Show each line of the records below that contains the string "black".

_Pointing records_
[Begin]

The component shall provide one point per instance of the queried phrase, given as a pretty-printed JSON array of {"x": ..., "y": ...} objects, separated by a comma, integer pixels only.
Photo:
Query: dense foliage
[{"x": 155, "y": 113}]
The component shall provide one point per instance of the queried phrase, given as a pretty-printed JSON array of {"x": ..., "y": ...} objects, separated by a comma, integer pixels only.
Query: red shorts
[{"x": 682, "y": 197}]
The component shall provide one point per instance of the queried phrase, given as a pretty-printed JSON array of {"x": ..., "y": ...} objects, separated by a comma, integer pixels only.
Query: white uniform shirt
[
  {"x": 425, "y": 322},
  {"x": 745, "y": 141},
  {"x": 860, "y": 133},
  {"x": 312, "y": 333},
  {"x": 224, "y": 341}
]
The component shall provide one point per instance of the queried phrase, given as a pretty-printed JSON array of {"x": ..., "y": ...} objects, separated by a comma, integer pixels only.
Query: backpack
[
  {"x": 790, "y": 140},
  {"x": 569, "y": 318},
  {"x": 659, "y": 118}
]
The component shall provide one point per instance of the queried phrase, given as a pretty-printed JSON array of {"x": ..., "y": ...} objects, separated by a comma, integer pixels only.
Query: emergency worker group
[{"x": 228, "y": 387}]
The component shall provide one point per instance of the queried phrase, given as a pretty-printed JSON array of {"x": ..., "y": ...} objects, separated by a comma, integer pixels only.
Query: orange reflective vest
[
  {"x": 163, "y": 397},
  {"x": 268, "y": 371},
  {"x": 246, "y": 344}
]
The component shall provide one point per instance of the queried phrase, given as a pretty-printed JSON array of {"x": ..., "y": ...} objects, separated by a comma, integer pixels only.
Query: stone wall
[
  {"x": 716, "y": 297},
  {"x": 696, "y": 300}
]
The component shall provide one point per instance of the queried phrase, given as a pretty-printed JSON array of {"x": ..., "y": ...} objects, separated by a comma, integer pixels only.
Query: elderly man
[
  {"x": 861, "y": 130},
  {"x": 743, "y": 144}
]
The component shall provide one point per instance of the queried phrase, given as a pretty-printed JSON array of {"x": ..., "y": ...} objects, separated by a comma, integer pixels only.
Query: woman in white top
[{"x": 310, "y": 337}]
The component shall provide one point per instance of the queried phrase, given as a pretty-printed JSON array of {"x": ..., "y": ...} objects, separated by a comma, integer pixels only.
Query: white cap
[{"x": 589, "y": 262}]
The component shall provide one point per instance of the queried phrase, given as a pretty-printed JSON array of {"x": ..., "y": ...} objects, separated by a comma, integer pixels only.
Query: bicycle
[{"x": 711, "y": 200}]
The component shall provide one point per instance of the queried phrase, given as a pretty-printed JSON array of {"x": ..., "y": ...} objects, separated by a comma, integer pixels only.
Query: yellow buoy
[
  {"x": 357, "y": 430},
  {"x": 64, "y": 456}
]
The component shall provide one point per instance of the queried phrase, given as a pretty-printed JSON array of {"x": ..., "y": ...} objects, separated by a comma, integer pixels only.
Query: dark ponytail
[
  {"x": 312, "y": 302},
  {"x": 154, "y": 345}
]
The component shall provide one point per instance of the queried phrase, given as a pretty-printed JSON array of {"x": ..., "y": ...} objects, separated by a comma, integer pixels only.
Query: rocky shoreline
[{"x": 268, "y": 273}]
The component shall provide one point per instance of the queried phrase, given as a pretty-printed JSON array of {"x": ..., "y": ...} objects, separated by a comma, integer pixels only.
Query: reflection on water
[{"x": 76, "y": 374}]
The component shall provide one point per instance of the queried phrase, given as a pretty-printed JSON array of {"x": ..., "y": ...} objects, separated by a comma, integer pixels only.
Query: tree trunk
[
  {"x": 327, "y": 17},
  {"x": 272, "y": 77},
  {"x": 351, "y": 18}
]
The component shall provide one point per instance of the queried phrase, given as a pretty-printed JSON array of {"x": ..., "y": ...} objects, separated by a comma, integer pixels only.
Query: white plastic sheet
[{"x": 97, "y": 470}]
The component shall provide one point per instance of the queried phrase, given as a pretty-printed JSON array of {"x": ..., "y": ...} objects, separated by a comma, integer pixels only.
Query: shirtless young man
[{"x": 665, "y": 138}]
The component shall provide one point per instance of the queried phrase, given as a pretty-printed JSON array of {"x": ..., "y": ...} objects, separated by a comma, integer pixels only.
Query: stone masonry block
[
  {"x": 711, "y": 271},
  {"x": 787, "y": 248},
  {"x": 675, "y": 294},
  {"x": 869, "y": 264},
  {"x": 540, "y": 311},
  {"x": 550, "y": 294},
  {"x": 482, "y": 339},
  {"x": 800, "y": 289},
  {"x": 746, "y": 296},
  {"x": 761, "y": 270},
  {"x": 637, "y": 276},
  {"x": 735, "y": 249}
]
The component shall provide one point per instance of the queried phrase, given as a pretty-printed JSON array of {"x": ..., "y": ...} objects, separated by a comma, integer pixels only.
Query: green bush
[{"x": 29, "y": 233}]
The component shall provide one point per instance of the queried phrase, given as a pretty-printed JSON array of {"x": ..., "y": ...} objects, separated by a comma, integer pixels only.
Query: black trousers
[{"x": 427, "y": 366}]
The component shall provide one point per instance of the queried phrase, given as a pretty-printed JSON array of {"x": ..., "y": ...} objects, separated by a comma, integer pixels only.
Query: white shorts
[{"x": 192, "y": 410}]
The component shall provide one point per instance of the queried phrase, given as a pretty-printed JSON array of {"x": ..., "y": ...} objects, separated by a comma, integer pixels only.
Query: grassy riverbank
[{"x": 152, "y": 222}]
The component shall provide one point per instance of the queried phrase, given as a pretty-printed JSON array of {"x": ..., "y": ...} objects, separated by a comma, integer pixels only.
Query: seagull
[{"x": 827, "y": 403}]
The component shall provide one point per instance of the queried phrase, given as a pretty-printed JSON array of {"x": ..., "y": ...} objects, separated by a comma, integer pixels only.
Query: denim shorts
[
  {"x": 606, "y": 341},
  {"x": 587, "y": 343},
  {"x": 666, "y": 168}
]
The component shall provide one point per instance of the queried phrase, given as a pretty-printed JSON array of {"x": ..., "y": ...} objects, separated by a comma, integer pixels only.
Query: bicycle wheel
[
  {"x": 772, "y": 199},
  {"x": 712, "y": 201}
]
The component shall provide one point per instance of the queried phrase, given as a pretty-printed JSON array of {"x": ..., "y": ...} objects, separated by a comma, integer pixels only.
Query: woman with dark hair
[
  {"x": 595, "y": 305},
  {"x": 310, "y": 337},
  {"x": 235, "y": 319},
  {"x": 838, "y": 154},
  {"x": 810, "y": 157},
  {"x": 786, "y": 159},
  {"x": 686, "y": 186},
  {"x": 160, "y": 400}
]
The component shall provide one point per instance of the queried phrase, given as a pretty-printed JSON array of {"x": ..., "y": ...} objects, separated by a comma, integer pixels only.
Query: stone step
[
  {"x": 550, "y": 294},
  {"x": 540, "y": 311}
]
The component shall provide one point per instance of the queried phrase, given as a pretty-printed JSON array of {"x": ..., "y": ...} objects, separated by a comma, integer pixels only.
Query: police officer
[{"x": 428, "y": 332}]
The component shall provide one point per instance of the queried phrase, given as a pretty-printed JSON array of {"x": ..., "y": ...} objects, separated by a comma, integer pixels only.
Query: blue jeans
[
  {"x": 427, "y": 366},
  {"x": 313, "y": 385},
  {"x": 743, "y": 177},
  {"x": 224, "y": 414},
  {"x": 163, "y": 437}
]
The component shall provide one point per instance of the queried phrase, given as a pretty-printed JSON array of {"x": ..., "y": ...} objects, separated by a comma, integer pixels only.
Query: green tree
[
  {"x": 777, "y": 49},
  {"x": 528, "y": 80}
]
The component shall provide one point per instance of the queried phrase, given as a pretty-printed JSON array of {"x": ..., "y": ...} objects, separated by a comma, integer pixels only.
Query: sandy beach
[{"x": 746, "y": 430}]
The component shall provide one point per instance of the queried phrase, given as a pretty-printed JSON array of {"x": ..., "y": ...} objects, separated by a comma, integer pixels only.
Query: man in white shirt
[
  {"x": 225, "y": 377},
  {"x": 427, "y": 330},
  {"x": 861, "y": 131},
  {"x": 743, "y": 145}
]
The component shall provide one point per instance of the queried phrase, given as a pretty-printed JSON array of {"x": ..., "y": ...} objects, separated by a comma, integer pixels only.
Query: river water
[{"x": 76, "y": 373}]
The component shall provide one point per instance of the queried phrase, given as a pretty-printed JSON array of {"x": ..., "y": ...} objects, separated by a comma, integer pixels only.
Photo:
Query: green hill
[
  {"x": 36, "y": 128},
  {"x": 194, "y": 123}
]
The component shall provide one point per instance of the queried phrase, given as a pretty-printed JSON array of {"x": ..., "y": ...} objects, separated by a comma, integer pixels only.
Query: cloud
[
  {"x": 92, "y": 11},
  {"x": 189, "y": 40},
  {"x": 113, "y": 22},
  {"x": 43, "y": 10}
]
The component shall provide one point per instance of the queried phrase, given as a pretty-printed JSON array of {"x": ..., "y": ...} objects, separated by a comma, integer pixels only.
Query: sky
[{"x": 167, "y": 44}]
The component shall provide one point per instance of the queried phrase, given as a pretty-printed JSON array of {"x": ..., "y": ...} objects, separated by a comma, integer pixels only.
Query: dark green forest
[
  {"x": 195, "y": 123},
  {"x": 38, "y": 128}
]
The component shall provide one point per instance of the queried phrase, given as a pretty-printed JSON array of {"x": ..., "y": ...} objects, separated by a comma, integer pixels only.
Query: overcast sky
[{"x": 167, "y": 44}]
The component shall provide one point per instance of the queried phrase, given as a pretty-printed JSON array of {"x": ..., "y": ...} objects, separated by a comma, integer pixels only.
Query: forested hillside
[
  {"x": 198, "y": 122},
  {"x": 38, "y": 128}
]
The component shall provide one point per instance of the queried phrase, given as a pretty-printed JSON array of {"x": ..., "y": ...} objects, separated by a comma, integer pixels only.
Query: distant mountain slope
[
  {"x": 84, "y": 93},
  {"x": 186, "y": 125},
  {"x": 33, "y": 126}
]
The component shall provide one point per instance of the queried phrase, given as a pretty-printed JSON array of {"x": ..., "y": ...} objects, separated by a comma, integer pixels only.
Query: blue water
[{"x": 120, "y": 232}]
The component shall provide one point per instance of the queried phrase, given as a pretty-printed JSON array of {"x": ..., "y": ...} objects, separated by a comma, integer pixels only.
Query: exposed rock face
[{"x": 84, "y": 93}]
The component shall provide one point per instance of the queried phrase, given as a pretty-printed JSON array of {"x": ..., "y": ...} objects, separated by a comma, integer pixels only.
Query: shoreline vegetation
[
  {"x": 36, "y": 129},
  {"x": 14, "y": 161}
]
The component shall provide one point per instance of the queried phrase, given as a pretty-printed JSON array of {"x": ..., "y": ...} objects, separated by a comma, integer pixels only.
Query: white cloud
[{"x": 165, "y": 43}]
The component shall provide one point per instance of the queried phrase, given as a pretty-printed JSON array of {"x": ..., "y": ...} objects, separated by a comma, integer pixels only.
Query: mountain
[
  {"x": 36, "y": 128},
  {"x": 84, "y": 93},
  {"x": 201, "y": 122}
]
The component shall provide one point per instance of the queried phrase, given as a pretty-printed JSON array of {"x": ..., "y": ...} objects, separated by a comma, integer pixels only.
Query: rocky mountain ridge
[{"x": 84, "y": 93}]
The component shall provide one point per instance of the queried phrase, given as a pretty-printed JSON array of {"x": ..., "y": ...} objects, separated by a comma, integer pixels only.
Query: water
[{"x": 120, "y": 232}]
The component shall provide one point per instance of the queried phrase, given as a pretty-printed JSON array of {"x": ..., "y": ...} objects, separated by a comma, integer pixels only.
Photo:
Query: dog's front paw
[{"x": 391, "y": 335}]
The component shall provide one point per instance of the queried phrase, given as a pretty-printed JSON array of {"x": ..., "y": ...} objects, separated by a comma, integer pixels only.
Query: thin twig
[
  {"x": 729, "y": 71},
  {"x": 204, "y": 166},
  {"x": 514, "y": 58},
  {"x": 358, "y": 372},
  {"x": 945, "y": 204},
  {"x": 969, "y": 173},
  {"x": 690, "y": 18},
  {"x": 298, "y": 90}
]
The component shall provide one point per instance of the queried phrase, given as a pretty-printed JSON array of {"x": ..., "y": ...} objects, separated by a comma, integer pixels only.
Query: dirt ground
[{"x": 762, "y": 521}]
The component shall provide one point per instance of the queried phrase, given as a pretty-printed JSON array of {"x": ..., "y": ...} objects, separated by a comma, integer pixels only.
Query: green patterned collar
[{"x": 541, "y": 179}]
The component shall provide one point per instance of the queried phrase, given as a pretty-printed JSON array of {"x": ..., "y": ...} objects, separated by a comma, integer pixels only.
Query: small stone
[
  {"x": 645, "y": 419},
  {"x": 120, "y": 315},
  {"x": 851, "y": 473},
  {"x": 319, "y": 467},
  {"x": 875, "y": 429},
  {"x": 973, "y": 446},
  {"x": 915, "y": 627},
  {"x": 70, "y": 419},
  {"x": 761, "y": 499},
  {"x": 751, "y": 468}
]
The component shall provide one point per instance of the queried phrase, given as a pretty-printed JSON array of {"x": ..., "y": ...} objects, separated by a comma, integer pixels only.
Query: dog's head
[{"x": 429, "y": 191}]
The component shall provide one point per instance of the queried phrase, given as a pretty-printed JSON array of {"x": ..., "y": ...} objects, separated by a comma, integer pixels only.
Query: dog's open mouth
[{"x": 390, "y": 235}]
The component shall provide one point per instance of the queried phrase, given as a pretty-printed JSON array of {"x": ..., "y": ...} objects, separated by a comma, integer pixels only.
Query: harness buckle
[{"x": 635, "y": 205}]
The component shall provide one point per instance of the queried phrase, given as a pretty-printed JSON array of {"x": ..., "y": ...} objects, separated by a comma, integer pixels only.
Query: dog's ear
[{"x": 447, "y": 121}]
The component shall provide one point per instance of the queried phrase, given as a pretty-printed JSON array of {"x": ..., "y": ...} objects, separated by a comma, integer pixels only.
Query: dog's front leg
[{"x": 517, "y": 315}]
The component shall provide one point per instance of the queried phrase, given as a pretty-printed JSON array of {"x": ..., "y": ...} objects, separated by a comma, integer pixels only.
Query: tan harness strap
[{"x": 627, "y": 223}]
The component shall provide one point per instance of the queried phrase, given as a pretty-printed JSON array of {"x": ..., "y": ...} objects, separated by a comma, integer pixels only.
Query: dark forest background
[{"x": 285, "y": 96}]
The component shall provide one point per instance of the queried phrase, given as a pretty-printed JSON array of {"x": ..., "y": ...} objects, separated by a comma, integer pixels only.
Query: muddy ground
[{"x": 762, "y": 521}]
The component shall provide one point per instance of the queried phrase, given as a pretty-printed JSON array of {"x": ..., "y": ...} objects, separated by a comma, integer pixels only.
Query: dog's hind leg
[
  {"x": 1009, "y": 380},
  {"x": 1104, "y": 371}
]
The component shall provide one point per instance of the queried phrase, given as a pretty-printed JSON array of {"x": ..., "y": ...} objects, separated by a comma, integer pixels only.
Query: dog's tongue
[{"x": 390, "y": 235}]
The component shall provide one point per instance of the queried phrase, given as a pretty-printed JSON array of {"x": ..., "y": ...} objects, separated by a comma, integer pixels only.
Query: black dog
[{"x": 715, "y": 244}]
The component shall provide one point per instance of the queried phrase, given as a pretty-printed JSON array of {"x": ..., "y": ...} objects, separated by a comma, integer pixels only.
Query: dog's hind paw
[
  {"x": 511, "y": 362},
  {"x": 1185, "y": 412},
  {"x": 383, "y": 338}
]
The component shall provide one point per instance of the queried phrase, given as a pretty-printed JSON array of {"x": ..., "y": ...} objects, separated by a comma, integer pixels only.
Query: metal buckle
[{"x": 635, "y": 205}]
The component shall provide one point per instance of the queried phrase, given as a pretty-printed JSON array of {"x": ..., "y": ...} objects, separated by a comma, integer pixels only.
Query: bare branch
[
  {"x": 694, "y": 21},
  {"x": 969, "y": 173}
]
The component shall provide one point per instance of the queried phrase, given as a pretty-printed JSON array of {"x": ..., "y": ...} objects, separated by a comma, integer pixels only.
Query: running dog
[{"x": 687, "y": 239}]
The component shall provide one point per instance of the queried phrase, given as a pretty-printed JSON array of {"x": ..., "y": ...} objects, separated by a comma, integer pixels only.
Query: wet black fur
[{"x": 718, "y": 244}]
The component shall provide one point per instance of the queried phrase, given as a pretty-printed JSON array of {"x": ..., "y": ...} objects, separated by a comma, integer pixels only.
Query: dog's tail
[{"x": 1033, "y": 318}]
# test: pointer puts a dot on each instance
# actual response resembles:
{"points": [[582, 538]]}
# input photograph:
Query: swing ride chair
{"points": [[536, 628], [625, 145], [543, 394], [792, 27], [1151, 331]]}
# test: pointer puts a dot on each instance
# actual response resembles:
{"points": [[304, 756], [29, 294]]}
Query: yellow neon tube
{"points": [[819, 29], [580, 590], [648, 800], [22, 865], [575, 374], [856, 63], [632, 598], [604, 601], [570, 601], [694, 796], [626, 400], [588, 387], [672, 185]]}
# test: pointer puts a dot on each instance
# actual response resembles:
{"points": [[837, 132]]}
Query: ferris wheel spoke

[End]

_Answer in full_
Query: black trousers
Query: black dog
Query: wet black fur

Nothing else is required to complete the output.